## [TEXT PROVIDED]

-- start --

Over a decade ago I worked at a wellness center in San Diego and coined the phrase “well-full-ness.” And, with clients I frequently
teach people your well must be full of love before you have love to give to others. Knowing this I then started to dive into more specifically what in the world does it really mean to love yourself? And, how do you distinguish between loving yourself and living in a selfish way that is really only feeding your egotistical tendencies.
Actually, the more I have learned to love myself the simpler the answer gets. The more I truly love myself, the more I know what love is and the more I am able to love others. That is why in my book Attracting Real Love and my upcoming book How NOT to Love Yourself I focus so much on getting really clear about love.
In my Youtube videos (www.youtube.com/doctorlisalove) I discuss some of the myths of love like love is blind, love hurts, and love ends. In my articles and books I also talk about how love expands love. When you love someone you teach them how to love themselves and others more inteilligently and compassionately. That is why getting “well-full” with love means learning some of the following:
1) Love is Paradox. Love is capable of seeing both sides of something. It is a holistic view. It takes the time to look at the whole picture, see both points of view, and attempts to come to an inclusive view that brings about a larger picture. This doesn’t happen when people are invested in winning and losing, which leads to point two.

-- end --

## [TASK REQUIREMENTS]
A - According to the text on self-love, in which city was the wellness center where the phrase “well-full-ness” was coined?
B - Carry the text on self-love forward, starting right after its last sentence.
The entries that come after this are not needed.

## [STORED RECORDS]

-- start --

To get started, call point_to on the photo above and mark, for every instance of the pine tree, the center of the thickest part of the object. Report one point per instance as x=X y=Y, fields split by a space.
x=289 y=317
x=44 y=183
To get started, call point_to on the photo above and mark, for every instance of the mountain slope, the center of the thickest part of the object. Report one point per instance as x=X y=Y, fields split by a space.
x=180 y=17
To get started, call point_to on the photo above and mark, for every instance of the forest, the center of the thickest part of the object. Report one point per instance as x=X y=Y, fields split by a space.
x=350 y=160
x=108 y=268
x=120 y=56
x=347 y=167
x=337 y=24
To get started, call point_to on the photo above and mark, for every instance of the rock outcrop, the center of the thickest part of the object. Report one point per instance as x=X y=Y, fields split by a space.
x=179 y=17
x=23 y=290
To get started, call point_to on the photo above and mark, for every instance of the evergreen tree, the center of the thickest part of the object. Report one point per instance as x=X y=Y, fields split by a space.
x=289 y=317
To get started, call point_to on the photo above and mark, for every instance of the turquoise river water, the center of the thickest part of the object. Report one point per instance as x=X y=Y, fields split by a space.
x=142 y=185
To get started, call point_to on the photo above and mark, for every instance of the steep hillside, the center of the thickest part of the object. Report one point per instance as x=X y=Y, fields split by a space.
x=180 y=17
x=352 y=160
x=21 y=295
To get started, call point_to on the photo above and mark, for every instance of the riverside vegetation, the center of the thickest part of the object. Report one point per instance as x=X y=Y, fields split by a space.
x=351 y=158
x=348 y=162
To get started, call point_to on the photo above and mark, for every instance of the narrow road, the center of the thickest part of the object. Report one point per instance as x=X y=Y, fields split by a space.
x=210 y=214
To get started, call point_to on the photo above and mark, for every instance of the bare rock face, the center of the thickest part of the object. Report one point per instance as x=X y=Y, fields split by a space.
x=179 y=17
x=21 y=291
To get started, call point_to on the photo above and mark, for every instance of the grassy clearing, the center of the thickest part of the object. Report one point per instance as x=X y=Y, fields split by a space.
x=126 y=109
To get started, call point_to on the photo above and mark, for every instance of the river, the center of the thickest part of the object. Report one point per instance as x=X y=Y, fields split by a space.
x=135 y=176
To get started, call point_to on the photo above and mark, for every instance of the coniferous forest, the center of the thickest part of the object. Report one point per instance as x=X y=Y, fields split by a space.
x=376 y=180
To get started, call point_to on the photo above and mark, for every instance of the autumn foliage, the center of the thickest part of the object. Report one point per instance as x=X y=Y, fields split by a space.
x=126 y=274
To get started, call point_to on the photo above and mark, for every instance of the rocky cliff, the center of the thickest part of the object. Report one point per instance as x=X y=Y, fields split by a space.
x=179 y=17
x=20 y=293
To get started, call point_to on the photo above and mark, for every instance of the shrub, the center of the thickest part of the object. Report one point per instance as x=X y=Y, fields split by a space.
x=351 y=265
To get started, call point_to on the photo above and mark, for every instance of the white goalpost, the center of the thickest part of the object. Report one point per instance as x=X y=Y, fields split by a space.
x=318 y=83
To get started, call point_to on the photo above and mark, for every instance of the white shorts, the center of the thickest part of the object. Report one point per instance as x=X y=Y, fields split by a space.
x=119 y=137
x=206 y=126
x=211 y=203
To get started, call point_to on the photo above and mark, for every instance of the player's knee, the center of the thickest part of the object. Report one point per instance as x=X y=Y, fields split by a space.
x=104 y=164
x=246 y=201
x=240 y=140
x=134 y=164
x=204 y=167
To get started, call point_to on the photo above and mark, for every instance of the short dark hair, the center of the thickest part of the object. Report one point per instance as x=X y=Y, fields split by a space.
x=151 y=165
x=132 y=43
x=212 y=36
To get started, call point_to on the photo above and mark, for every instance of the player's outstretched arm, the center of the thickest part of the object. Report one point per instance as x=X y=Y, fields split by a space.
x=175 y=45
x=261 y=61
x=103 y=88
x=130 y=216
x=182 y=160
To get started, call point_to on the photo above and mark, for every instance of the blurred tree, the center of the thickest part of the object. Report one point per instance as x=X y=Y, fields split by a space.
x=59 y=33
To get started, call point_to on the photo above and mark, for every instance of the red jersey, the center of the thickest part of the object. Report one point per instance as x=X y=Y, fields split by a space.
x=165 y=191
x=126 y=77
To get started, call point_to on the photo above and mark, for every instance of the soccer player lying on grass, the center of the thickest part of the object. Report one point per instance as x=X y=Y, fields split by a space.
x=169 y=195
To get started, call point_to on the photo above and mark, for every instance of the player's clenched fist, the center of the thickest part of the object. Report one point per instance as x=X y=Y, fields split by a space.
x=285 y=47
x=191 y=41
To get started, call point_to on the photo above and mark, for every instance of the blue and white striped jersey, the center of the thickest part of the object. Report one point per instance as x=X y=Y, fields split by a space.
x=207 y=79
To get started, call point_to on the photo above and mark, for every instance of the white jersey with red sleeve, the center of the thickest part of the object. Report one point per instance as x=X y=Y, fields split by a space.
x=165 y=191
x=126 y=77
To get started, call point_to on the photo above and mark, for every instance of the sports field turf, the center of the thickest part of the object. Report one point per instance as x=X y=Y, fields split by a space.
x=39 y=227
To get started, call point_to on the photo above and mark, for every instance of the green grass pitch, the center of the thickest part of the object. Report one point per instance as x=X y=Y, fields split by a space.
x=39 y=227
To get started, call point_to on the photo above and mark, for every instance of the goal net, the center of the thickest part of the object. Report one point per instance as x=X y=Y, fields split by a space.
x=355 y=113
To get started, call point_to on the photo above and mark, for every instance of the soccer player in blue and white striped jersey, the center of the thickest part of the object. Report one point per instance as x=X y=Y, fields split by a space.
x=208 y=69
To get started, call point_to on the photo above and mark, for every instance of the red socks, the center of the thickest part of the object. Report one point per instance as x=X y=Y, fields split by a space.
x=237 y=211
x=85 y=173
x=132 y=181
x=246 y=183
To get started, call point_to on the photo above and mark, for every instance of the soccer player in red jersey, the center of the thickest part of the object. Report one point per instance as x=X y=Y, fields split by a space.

-- end --

## [RESPONSES FOR EACH TASK]
A - San Diego.

B -
2) Love is Compassionate. In compassionate communication we are taught that most people adopt two options in communication. Option one. I’m right and you are wrong. That means there has to be winners and losers. So, either you win and I lose, or I win and you lose. So, if I want to win I will fail to consider your point of view or have empathy for you. Or, if I want to
lose I will consider your needs and point of view, and invalidate my own. This is not love. It’s abuse and victimhood. Option two. There are no winners and losers. No one is right and wrong. There are two people attempting to understand each other and have compassion for themselves and the other person. Calmly and lovingly they consider each other’s needs and wants and through dialogue work to find peaceful ways to help both people find what makes them happy. In my work as a relationship and love counselor time and again I see how people who can choose option two create magic and miracles together. Sadly, those invested in option one end up in eternal war. Or, the person who is trying to be compassionate has to walk away from the person invested in
the right/wrong blame game, until that person has suffered enough that they are willing to surrender blame/abuse/rightness and try a more loving approach.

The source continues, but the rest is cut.